§ **Objective**
Please extract every line of the material that contains the word "church".

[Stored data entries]
(begin)
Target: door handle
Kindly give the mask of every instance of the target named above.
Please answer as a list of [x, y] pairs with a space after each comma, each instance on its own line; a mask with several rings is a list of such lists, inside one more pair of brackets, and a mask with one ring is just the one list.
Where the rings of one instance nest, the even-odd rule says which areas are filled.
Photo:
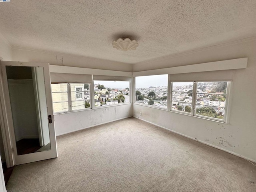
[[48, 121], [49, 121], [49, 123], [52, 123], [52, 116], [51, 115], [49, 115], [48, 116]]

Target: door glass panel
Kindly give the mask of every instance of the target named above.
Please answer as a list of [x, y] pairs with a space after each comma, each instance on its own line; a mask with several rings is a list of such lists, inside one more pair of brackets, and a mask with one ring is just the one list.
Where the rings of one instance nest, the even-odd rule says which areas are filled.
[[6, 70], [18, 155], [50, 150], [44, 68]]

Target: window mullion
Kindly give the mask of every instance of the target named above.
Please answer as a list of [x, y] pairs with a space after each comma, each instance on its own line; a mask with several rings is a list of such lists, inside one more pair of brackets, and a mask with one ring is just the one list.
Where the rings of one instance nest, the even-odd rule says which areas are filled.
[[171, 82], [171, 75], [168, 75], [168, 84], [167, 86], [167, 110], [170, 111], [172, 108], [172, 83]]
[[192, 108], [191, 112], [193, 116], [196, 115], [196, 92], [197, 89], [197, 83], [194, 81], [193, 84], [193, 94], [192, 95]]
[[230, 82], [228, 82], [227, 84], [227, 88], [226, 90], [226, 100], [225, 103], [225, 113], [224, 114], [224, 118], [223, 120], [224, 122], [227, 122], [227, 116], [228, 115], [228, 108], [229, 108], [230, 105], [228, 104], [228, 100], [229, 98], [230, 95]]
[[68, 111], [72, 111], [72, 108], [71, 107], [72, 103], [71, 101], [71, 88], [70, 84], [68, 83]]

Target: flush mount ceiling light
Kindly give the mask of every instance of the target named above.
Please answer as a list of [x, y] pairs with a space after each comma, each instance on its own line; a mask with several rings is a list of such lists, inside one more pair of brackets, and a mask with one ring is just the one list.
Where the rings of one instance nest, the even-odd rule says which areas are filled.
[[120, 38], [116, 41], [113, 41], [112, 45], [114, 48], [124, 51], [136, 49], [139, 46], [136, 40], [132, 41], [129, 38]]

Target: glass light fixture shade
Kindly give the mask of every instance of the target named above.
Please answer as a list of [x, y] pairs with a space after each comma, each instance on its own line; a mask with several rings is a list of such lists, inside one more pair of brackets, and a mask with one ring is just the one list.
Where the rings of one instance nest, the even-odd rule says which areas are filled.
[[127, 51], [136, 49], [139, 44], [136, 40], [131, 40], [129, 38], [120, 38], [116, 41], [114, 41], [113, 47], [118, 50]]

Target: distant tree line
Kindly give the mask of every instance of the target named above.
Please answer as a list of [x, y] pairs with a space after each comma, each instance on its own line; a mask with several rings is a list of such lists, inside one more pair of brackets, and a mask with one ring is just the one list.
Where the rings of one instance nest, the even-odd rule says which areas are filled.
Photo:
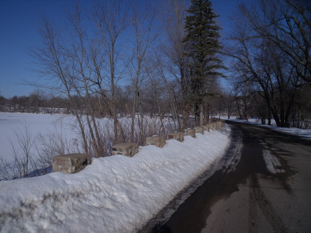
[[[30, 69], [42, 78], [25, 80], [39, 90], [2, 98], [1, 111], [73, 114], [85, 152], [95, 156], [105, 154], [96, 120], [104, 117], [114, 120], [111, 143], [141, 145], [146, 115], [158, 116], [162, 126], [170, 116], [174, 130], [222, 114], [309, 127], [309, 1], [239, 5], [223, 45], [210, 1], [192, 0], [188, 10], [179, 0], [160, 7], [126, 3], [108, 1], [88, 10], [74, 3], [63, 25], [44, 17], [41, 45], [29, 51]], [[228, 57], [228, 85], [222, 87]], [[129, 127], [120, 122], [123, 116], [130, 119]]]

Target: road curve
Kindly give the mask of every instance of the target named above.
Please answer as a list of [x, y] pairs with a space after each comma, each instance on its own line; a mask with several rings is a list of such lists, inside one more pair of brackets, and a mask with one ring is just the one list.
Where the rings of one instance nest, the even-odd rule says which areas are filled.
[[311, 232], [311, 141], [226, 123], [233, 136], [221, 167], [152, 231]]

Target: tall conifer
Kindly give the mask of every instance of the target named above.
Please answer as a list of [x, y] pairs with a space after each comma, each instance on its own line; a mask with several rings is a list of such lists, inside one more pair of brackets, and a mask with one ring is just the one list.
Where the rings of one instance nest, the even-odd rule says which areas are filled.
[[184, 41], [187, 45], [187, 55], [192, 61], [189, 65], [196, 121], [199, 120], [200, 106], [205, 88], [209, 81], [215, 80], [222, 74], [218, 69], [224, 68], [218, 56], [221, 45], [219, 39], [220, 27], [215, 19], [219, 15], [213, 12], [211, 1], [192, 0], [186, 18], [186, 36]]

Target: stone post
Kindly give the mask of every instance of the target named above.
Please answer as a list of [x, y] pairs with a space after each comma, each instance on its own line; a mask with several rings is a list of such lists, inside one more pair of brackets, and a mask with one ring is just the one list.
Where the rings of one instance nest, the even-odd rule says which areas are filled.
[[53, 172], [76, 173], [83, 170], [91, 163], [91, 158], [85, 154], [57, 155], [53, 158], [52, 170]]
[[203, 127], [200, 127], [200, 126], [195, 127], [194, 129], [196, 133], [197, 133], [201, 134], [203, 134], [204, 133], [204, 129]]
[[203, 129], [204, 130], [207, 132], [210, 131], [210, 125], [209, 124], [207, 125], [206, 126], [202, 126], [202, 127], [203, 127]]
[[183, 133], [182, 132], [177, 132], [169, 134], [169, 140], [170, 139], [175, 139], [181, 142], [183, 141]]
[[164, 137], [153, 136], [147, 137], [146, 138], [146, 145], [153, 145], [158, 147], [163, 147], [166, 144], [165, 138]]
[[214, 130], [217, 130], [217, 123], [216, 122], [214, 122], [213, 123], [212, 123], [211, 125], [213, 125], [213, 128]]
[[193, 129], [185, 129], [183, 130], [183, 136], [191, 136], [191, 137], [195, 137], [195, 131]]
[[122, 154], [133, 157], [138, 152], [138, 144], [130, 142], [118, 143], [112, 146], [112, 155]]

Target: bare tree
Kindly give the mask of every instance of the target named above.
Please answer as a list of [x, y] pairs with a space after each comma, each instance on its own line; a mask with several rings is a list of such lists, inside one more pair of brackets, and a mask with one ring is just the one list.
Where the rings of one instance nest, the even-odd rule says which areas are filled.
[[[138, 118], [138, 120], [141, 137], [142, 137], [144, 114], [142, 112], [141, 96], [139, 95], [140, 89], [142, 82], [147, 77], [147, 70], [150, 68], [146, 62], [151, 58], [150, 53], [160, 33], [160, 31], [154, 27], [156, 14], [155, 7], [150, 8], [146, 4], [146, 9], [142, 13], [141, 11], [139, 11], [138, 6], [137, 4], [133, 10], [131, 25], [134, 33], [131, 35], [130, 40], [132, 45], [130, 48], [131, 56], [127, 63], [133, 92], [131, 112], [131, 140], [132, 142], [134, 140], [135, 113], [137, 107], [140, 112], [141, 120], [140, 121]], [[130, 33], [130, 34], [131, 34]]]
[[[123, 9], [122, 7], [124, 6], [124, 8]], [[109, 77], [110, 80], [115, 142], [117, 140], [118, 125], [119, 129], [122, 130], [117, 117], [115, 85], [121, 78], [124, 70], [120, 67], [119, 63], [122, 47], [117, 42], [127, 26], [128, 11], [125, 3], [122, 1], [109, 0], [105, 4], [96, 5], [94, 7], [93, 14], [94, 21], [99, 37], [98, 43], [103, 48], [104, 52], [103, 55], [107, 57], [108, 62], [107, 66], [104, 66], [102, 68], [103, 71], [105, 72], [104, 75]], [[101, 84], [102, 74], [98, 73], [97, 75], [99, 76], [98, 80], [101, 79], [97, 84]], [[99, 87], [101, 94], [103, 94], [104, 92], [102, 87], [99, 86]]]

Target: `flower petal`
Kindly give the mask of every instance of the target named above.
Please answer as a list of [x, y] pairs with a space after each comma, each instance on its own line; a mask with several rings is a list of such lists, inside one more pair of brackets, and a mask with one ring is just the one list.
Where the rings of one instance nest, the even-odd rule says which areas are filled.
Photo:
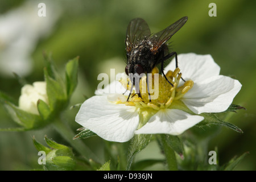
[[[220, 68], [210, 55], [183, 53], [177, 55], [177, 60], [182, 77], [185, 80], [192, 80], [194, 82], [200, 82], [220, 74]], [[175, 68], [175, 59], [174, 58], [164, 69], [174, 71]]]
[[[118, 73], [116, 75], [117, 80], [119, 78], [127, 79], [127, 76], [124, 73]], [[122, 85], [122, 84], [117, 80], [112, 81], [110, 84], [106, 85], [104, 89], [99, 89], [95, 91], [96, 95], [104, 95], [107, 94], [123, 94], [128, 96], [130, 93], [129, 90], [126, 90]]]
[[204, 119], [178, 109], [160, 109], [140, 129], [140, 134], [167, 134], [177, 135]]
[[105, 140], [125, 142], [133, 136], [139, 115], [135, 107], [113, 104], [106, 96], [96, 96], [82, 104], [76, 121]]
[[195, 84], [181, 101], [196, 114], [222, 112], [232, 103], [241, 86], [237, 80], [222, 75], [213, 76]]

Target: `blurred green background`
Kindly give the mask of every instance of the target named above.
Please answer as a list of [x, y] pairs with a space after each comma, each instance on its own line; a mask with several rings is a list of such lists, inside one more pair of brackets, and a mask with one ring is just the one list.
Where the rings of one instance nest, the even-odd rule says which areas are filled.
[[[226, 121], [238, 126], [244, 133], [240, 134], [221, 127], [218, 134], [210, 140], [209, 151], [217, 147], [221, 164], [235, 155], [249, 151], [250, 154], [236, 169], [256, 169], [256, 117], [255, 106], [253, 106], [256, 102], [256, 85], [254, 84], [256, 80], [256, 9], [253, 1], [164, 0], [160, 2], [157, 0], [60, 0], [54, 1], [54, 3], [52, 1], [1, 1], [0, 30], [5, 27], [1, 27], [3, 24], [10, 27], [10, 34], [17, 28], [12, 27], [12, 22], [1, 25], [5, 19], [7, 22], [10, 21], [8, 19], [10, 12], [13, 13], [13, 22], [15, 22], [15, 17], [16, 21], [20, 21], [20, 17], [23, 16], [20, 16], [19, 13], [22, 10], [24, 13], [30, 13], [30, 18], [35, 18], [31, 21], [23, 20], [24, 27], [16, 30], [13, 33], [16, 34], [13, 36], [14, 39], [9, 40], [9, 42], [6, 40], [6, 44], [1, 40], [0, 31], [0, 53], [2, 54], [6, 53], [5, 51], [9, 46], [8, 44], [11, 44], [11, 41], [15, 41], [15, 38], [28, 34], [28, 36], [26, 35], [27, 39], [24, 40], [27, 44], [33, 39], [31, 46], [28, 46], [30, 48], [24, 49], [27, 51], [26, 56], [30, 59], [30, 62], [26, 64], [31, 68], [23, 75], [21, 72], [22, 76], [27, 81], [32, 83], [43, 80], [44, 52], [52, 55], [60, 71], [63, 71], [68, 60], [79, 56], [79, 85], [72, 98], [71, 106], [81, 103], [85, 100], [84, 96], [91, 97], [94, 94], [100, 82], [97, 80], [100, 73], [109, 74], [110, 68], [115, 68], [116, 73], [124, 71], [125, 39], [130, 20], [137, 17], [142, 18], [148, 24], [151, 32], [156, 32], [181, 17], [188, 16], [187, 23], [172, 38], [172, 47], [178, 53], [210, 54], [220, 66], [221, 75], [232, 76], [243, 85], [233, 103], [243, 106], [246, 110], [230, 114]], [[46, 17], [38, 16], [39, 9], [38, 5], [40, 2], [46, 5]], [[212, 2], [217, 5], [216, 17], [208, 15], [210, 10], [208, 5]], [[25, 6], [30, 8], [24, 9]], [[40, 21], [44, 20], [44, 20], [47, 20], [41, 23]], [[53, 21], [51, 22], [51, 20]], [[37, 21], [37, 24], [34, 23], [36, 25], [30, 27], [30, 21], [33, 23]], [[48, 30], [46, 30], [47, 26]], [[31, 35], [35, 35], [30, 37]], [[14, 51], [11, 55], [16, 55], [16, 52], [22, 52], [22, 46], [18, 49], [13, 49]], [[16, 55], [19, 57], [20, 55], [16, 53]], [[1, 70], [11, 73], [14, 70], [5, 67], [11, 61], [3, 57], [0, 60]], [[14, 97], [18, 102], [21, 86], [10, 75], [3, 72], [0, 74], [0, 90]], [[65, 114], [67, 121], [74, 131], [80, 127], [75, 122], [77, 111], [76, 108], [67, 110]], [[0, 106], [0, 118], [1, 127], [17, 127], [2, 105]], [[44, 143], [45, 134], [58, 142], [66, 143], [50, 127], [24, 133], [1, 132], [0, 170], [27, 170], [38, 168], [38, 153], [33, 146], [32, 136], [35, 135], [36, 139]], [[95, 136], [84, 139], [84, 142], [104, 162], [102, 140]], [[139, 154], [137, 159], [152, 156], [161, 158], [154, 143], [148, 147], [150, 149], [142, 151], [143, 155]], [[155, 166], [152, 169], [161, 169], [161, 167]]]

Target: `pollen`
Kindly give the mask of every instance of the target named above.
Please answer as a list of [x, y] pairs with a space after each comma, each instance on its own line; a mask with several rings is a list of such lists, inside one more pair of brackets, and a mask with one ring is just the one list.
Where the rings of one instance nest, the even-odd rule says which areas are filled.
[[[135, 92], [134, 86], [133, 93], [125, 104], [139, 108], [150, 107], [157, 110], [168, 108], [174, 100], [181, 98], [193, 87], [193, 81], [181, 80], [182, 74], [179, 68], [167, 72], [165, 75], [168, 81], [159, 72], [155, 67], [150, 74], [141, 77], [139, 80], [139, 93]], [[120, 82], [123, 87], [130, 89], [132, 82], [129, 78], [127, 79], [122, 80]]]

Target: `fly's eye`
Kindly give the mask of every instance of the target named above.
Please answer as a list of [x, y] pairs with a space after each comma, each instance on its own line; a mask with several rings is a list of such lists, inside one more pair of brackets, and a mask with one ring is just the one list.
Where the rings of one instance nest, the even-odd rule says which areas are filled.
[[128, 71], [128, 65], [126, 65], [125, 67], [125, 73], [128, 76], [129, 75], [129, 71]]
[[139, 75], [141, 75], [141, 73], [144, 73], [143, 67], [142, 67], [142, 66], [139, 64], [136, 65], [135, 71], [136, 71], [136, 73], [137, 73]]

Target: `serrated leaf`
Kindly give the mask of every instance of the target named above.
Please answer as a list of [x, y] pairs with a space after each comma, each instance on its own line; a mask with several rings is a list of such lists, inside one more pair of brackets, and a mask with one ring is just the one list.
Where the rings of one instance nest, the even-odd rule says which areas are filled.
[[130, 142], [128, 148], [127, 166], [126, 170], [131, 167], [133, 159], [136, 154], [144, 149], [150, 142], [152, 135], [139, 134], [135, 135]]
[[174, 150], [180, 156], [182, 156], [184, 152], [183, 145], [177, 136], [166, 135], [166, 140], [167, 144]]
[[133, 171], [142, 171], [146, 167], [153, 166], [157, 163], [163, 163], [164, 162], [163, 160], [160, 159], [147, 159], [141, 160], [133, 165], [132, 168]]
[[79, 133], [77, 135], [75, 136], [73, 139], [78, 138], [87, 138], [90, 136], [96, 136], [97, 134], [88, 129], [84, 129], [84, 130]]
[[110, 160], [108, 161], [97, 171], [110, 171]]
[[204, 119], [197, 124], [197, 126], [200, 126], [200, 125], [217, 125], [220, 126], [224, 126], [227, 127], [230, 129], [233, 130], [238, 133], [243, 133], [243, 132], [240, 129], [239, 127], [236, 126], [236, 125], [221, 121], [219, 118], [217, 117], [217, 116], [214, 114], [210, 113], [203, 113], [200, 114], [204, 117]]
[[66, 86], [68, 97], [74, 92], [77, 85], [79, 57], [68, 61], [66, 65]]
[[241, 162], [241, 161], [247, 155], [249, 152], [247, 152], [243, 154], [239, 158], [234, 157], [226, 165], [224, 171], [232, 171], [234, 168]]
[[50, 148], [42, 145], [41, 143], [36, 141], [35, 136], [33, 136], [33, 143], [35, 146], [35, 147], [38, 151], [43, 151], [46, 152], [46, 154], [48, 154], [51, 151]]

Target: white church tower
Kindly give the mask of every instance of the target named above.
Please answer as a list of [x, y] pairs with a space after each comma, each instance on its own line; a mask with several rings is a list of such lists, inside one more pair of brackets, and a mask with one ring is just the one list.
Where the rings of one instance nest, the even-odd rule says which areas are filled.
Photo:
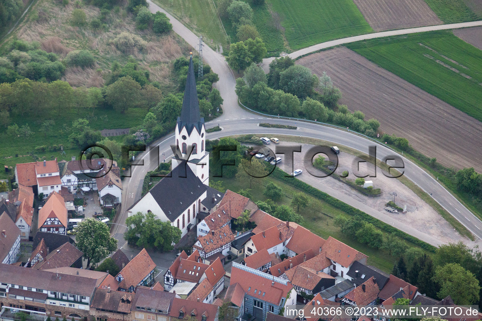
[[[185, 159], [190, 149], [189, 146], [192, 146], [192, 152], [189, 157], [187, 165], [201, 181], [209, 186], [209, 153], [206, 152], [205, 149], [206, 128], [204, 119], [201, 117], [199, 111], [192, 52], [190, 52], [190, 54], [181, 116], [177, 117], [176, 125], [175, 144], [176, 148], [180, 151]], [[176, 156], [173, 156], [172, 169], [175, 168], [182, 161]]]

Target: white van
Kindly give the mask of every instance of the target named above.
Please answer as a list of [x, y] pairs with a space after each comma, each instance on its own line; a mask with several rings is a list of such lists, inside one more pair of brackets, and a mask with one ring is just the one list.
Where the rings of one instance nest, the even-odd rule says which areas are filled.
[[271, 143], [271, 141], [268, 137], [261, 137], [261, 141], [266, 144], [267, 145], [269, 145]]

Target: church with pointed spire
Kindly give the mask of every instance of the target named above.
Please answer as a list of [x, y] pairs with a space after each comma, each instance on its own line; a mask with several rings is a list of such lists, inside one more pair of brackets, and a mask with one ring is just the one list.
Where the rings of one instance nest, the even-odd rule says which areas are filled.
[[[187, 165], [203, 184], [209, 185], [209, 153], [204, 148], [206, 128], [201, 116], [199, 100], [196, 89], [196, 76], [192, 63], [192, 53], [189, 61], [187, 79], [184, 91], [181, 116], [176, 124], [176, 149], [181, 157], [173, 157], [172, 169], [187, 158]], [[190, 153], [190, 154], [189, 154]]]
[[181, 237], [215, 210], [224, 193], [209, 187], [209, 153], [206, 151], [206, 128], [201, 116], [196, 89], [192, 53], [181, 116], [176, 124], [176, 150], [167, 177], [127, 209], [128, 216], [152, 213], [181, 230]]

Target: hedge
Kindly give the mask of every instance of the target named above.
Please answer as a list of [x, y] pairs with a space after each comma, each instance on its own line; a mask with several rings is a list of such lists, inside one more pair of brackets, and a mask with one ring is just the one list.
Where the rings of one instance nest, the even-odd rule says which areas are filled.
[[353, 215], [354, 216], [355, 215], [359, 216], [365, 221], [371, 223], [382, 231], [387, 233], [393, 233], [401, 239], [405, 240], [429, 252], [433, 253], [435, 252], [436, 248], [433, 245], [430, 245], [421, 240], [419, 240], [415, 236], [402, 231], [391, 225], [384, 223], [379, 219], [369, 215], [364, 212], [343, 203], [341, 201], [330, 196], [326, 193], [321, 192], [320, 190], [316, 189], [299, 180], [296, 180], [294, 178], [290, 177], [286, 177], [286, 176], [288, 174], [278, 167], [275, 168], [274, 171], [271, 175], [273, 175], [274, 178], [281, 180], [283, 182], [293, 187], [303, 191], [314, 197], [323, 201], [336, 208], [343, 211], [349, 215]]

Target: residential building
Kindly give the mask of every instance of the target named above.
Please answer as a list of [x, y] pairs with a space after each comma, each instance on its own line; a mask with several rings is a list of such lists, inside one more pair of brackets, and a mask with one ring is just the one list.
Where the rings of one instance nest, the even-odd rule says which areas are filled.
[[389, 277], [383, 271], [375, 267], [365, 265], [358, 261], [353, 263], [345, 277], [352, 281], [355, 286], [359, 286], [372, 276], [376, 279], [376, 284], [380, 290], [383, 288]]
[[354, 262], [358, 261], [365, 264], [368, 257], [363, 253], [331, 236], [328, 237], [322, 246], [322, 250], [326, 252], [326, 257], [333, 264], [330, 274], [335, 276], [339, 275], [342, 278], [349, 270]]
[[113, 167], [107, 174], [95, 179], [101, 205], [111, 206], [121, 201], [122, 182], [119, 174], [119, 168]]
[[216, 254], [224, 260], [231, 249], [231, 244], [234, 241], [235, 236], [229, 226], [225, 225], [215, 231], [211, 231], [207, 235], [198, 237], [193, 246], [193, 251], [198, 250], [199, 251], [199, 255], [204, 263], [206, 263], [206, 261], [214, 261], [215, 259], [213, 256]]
(end)
§ **Solution to this exercise**
Target: white church tower
Target: church with pointed spire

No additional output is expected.